» Set exercise
Set out the lines below as a numbered list, from the line with "Give the mask of every instance of the person" through the line with "M66 80L63 80L63", both included and blank lines omitted.
-- BEGIN Data excerpts --
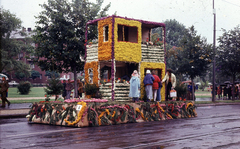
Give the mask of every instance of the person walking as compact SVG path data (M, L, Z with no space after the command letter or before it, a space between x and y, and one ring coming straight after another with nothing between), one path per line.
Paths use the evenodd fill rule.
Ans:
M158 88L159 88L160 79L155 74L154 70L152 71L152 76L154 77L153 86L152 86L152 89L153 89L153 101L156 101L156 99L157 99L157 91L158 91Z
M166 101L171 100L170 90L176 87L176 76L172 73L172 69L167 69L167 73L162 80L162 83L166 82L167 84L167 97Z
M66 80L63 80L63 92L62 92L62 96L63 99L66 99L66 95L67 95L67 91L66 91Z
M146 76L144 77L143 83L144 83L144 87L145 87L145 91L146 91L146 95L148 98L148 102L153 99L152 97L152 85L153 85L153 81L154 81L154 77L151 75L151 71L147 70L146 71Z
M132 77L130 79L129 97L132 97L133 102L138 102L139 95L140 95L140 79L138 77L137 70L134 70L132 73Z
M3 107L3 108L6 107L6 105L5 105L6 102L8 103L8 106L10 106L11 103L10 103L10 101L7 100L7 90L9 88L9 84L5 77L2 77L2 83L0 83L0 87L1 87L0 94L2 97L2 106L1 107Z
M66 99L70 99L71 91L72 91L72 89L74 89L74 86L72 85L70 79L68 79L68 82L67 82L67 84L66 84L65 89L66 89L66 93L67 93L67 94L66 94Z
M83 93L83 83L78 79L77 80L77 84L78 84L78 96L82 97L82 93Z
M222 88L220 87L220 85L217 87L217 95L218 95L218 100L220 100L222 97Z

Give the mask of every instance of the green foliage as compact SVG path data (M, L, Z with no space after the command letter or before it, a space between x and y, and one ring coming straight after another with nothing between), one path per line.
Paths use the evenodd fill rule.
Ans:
-- END Data excerpts --
-- BEGIN Data excerpts --
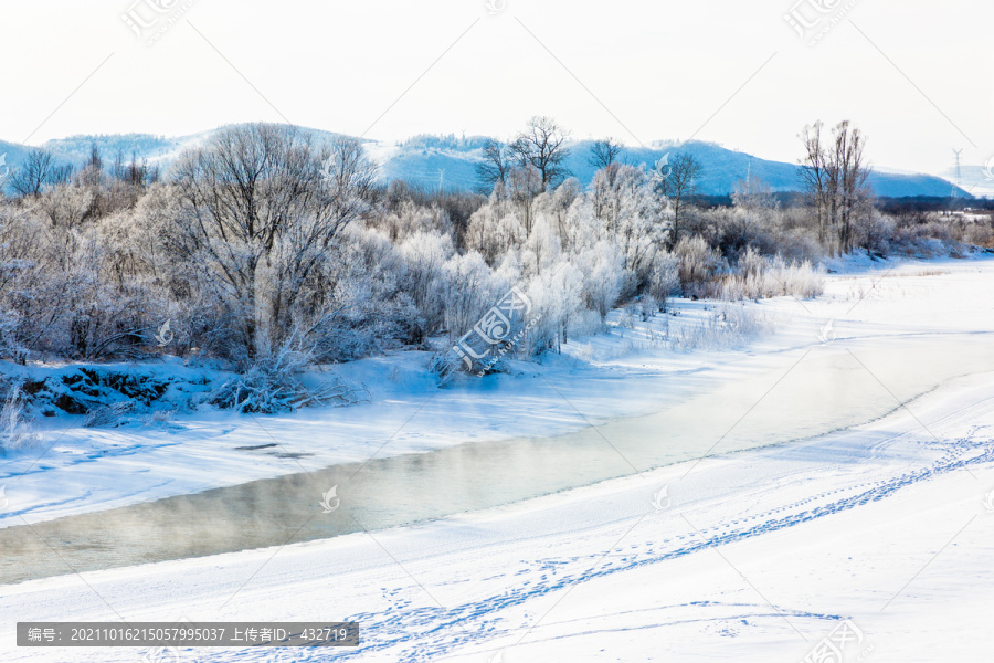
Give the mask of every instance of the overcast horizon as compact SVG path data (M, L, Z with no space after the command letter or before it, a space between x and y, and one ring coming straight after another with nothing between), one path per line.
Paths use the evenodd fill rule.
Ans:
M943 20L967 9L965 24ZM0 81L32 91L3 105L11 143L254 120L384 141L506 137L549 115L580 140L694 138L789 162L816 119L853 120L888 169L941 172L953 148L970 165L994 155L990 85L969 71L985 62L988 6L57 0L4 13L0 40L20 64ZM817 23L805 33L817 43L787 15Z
-- END Data excerpts --
» Solution for this exercise
1. Give the mask of every instance of the person walking as compact SVG path data (M, L, Z with no space after the command letter or before it, a space between x and y, and one ring coming straight after another with nothing between), one path per line.
2. Paths use the evenodd fill rule.
3. Ans:
4. M158 88L159 88L160 79L155 74L154 70L152 71L152 76L154 77L153 86L152 86L152 89L153 89L153 101L156 101L156 99L157 99L157 91L158 91Z
5. M166 101L171 100L170 90L176 87L176 76L172 73L172 69L167 69L167 73L162 80L162 83L166 82L167 84L167 97Z
6. M66 80L63 80L63 92L62 92L62 96L63 99L66 99L66 95L67 95L67 91L66 91Z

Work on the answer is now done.